begin Listing

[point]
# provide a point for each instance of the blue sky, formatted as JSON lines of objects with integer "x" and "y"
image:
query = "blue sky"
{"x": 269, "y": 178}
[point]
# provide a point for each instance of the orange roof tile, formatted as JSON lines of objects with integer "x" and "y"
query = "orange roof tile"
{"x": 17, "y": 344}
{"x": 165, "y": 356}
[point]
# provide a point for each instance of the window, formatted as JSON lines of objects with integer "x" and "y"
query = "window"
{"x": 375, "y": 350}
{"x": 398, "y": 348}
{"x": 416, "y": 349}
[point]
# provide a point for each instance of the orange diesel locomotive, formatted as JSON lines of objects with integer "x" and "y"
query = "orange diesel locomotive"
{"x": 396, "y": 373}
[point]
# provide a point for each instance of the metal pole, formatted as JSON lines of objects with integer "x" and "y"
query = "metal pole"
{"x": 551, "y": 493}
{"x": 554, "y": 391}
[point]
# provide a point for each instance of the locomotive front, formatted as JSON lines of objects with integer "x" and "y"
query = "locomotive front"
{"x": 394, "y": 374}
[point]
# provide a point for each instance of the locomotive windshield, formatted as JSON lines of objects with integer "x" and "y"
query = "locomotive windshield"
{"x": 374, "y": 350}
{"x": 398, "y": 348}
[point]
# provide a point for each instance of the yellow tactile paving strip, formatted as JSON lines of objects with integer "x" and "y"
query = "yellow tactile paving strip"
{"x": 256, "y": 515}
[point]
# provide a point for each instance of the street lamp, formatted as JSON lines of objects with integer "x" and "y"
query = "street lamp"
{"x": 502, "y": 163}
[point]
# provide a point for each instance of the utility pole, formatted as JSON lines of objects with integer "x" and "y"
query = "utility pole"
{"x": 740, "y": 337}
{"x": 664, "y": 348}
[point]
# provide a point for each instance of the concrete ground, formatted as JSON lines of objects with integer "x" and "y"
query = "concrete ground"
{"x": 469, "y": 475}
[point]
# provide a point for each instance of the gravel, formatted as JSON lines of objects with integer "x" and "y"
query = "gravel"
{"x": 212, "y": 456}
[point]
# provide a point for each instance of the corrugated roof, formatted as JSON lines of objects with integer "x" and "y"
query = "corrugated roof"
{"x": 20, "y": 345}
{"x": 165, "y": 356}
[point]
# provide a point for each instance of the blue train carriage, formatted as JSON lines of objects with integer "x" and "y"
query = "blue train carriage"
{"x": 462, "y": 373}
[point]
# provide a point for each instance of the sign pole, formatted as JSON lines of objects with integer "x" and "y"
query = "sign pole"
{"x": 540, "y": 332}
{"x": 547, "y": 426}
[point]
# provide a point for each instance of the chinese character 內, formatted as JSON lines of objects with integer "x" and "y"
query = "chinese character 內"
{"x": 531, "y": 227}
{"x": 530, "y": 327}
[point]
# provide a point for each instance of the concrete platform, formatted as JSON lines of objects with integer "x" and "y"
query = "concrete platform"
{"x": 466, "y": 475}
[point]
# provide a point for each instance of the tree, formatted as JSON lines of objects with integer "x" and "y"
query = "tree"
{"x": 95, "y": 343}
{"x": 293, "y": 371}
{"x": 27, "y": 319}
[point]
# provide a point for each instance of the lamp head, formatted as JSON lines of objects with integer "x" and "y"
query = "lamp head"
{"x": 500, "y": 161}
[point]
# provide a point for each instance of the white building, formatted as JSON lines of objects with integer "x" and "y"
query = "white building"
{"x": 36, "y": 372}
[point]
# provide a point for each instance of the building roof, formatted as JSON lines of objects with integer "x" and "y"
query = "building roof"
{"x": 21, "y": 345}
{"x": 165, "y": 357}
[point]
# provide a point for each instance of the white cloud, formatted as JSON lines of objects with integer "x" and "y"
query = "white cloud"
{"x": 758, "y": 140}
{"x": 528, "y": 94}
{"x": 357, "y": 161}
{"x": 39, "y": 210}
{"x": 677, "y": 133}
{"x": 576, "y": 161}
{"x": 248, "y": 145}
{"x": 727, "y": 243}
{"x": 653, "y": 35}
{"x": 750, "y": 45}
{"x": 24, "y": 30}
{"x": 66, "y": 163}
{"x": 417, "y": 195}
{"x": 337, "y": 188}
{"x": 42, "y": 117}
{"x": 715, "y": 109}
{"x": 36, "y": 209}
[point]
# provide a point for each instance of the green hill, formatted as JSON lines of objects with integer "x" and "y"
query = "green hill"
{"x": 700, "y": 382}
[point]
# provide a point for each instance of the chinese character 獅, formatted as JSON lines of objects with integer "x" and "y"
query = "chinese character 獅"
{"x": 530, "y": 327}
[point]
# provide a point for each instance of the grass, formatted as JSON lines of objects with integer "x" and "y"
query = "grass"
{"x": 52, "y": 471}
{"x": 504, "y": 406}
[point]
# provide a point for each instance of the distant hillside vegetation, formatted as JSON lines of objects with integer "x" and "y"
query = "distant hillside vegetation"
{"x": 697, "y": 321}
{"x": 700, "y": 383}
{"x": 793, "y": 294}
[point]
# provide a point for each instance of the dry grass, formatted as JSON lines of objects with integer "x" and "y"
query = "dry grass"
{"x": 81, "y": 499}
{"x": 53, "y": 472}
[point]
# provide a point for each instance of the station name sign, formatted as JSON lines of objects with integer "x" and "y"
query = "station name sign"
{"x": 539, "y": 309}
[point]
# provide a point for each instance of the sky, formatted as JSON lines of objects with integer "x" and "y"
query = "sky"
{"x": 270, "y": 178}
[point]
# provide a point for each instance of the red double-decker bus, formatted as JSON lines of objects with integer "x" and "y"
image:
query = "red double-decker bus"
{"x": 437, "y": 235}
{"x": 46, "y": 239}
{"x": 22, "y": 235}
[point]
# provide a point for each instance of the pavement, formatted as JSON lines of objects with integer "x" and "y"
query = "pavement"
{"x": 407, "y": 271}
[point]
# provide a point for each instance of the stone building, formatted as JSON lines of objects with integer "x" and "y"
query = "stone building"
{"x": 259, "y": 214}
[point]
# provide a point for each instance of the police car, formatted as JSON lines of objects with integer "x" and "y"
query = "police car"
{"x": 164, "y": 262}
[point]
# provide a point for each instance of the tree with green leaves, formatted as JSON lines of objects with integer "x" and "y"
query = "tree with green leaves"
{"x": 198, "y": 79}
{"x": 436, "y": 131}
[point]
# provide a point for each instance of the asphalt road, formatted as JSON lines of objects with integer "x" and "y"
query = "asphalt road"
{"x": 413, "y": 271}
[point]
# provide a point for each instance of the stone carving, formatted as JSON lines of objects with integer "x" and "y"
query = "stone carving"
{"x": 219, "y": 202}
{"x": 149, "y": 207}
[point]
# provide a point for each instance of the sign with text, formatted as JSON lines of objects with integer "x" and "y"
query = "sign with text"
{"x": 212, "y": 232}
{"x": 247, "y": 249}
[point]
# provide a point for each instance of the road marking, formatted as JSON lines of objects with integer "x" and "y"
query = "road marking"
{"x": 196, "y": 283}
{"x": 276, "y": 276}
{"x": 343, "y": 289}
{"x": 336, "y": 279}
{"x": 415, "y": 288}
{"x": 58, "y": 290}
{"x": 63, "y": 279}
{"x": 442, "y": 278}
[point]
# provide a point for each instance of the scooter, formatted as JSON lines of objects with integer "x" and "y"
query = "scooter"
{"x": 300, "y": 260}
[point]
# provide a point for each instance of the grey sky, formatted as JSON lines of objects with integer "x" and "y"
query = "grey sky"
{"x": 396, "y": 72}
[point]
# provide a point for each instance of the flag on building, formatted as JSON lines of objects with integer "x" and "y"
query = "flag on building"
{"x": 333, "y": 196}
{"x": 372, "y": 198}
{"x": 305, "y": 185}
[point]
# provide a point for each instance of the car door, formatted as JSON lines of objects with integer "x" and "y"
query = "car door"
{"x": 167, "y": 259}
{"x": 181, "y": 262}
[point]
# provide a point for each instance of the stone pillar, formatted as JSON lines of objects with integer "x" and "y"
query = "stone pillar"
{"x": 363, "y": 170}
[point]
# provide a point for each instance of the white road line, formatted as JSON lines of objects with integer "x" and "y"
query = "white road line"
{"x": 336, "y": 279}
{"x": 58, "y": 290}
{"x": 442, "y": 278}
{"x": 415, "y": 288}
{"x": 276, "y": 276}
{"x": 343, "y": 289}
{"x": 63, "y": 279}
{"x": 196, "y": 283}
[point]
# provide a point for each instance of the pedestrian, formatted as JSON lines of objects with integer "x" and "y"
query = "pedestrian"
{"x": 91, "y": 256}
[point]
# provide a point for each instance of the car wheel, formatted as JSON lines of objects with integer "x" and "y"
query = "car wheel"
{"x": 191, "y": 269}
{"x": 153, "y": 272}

end Listing

Directions -
Please report how many lines of the material contain the string "green", counting only matches with the same case, and give the number alone.

Exercise response -
4